Items listed in a dataset:
^^^^^^^^

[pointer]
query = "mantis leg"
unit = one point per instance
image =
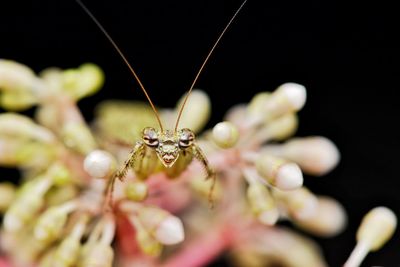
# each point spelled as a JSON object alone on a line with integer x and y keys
{"x": 200, "y": 156}
{"x": 135, "y": 157}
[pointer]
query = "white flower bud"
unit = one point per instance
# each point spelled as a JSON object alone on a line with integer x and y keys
{"x": 295, "y": 93}
{"x": 329, "y": 219}
{"x": 315, "y": 155}
{"x": 99, "y": 163}
{"x": 166, "y": 228}
{"x": 170, "y": 231}
{"x": 225, "y": 134}
{"x": 277, "y": 172}
{"x": 376, "y": 228}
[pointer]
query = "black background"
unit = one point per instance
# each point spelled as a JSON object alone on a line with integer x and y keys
{"x": 346, "y": 55}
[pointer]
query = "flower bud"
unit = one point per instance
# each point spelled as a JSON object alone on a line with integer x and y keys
{"x": 25, "y": 207}
{"x": 99, "y": 164}
{"x": 77, "y": 136}
{"x": 286, "y": 99}
{"x": 376, "y": 228}
{"x": 59, "y": 174}
{"x": 315, "y": 155}
{"x": 166, "y": 228}
{"x": 279, "y": 173}
{"x": 329, "y": 219}
{"x": 197, "y": 111}
{"x": 225, "y": 134}
{"x": 20, "y": 126}
{"x": 136, "y": 191}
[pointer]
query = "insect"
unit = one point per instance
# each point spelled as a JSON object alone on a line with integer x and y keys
{"x": 174, "y": 148}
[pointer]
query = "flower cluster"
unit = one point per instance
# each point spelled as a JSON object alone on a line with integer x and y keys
{"x": 67, "y": 213}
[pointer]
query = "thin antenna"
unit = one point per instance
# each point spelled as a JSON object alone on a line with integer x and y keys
{"x": 205, "y": 62}
{"x": 123, "y": 57}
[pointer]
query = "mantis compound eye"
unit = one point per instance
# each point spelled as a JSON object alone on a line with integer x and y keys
{"x": 186, "y": 138}
{"x": 150, "y": 137}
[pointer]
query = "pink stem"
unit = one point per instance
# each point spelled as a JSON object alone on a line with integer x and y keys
{"x": 202, "y": 250}
{"x": 3, "y": 263}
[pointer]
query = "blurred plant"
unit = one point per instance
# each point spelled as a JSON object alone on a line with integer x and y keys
{"x": 57, "y": 216}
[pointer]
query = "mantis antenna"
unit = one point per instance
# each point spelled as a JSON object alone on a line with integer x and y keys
{"x": 205, "y": 62}
{"x": 123, "y": 57}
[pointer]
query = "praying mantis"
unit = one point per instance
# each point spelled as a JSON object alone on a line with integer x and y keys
{"x": 176, "y": 148}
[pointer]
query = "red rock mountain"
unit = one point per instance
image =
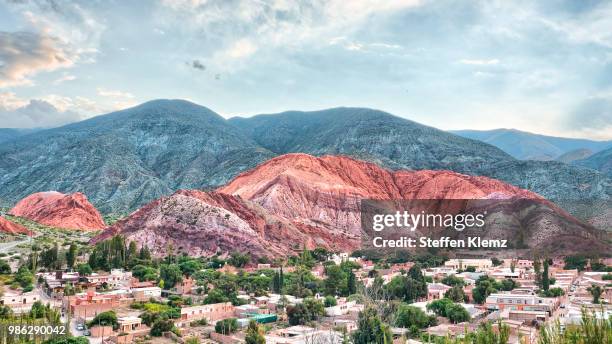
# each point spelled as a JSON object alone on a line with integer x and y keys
{"x": 56, "y": 209}
{"x": 10, "y": 227}
{"x": 297, "y": 199}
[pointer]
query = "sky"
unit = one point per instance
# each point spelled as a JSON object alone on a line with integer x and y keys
{"x": 544, "y": 67}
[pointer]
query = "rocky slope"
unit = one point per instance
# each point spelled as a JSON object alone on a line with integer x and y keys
{"x": 528, "y": 146}
{"x": 125, "y": 159}
{"x": 10, "y": 227}
{"x": 601, "y": 161}
{"x": 397, "y": 143}
{"x": 298, "y": 199}
{"x": 56, "y": 209}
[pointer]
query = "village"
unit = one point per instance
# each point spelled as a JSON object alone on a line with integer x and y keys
{"x": 316, "y": 297}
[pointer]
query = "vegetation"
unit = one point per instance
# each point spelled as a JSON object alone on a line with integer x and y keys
{"x": 226, "y": 326}
{"x": 254, "y": 334}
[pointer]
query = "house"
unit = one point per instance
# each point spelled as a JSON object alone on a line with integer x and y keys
{"x": 144, "y": 294}
{"x": 87, "y": 305}
{"x": 302, "y": 335}
{"x": 212, "y": 312}
{"x": 55, "y": 282}
{"x": 185, "y": 286}
{"x": 19, "y": 302}
{"x": 521, "y": 302}
{"x": 342, "y": 309}
{"x": 462, "y": 264}
{"x": 436, "y": 291}
{"x": 132, "y": 325}
{"x": 116, "y": 278}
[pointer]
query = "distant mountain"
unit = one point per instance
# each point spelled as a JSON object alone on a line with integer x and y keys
{"x": 398, "y": 143}
{"x": 7, "y": 134}
{"x": 576, "y": 154}
{"x": 298, "y": 200}
{"x": 56, "y": 209}
{"x": 127, "y": 158}
{"x": 528, "y": 146}
{"x": 601, "y": 161}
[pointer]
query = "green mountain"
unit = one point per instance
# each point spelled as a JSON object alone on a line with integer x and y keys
{"x": 124, "y": 159}
{"x": 397, "y": 143}
{"x": 528, "y": 146}
{"x": 127, "y": 158}
{"x": 601, "y": 161}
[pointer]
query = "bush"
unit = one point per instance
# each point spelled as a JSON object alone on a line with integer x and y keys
{"x": 330, "y": 301}
{"x": 106, "y": 319}
{"x": 160, "y": 326}
{"x": 226, "y": 326}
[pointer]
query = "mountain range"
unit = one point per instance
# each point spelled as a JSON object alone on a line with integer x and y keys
{"x": 298, "y": 200}
{"x": 528, "y": 146}
{"x": 128, "y": 158}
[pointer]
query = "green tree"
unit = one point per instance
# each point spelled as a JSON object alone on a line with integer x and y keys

^^^^^^^^

TASK TO CARRY OUT: Return to the listing above and set it down exactly, leaving out its pictures.

RESULT FOR THIS EXERCISE:
[pointer]
query = "mantis leg"
unit = one point per instance
image =
# each point spelled as a JSON object alone on a line with integer x and y keys
{"x": 200, "y": 156}
{"x": 135, "y": 157}
[pointer]
query = "white flower bud"
unit = one point per instance
# each point spelled as a JSON object alone on a line with integer x and y keys
{"x": 295, "y": 93}
{"x": 329, "y": 219}
{"x": 315, "y": 155}
{"x": 99, "y": 163}
{"x": 166, "y": 228}
{"x": 170, "y": 231}
{"x": 225, "y": 134}
{"x": 277, "y": 172}
{"x": 376, "y": 228}
[pointer]
query = "black background"
unit = one point per instance
# each point spelled as a JSON object alone on a line with integer x and y keys
{"x": 346, "y": 55}
[pointer]
query = "flower bud"
unit = one point per instance
# each point spelled as a JSON object alone on a line with integer x and y keys
{"x": 25, "y": 207}
{"x": 99, "y": 164}
{"x": 77, "y": 136}
{"x": 286, "y": 99}
{"x": 376, "y": 228}
{"x": 59, "y": 174}
{"x": 315, "y": 155}
{"x": 166, "y": 228}
{"x": 279, "y": 173}
{"x": 329, "y": 219}
{"x": 197, "y": 111}
{"x": 225, "y": 134}
{"x": 20, "y": 126}
{"x": 136, "y": 191}
[pointer]
query = "insect"
unit = one point per instance
# each point spelled as a JSON object alone on a line with integer x and y keys
{"x": 174, "y": 148}
[pointer]
query = "flower cluster"
unit = one point per instance
# each point spelled as a JSON object alone on a line with integer x and y keys
{"x": 67, "y": 213}
[pointer]
query = "thin antenna"
unit = one point per instance
# each point spelled as a JSON object alone on a line with integer x and y keys
{"x": 205, "y": 62}
{"x": 123, "y": 57}
[pointer]
query = "mantis compound eye"
unit = one point per instance
# each point spelled as a JSON object alone on a line with integer x and y keys
{"x": 186, "y": 138}
{"x": 150, "y": 137}
[pointer]
query = "pink stem"
unit = one point per instance
# each point spelled as a JSON object alone on a line with integer x and y keys
{"x": 202, "y": 250}
{"x": 3, "y": 263}
[pointer]
query = "blurred plant"
unit = one point per instance
# each point spelled as a JSON object alone on a line with integer x and y keys
{"x": 57, "y": 216}
[pointer]
query = "mantis antenna"
unit = one point per instance
# each point spelled as a JSON object alone on a line with integer x and y keys
{"x": 205, "y": 62}
{"x": 123, "y": 57}
[pointer]
query = "praying mantis"
unit = one point per instance
# each point spelled as a JSON object alone on a line with integer x and y keys
{"x": 176, "y": 148}
[pointer]
query = "red rock mountain"
unit = one point per instance
image =
# each point spelled as a JSON object alone on a line with integer x and y keys
{"x": 56, "y": 209}
{"x": 10, "y": 227}
{"x": 297, "y": 199}
[pointer]
query = "sky"
unit = one point per instance
# each point spelled as a JSON object alone on a line with integer x and y keys
{"x": 544, "y": 67}
[pointer]
query = "rocky slope"
unit = one point per instance
# each point spelled as a JSON object alone on a line with integer x and y keys
{"x": 528, "y": 146}
{"x": 125, "y": 159}
{"x": 10, "y": 227}
{"x": 601, "y": 161}
{"x": 397, "y": 143}
{"x": 298, "y": 199}
{"x": 56, "y": 209}
[pointer]
query = "village"
unit = one point per instance
# each point spelled as a JSON object alone on a line with integer x and y keys
{"x": 316, "y": 297}
[pointer]
query = "vegetation"
unit = one point per instance
# each point spelled as a JSON object alone on a line with integer x and y keys
{"x": 226, "y": 326}
{"x": 254, "y": 334}
[pointer]
query = "house"
unit = one point per instance
# each point spelled as a JSON object alone on a line with integer x and y keys
{"x": 144, "y": 294}
{"x": 87, "y": 305}
{"x": 302, "y": 335}
{"x": 212, "y": 312}
{"x": 55, "y": 282}
{"x": 185, "y": 286}
{"x": 19, "y": 302}
{"x": 521, "y": 302}
{"x": 342, "y": 309}
{"x": 462, "y": 264}
{"x": 436, "y": 291}
{"x": 132, "y": 325}
{"x": 116, "y": 278}
[pointer]
query = "distant mountain"
unit = one point per instance
# each point spelled as a JSON object alone on a line with integer x and y keys
{"x": 398, "y": 143}
{"x": 7, "y": 134}
{"x": 576, "y": 154}
{"x": 298, "y": 200}
{"x": 56, "y": 209}
{"x": 127, "y": 158}
{"x": 528, "y": 146}
{"x": 601, "y": 161}
[pointer]
query = "green mountain"
unit = one point per instance
# each point spelled as a JSON object alone on a line with integer x and y keys
{"x": 124, "y": 159}
{"x": 397, "y": 143}
{"x": 528, "y": 146}
{"x": 127, "y": 158}
{"x": 601, "y": 161}
[pointer]
query = "bush"
unit = one point per instance
# each point spelled as a JSON object alone on a line with integer x and y keys
{"x": 330, "y": 301}
{"x": 106, "y": 319}
{"x": 160, "y": 326}
{"x": 226, "y": 326}
[pointer]
query = "mountain range"
unit = one point per instance
# each point spelled as a JSON object alone on a line with integer x and y keys
{"x": 298, "y": 200}
{"x": 528, "y": 146}
{"x": 128, "y": 158}
[pointer]
query = "green tree"
unit = one point per instance
# each point spelled as a JSON object alone on a line with integer x and y keys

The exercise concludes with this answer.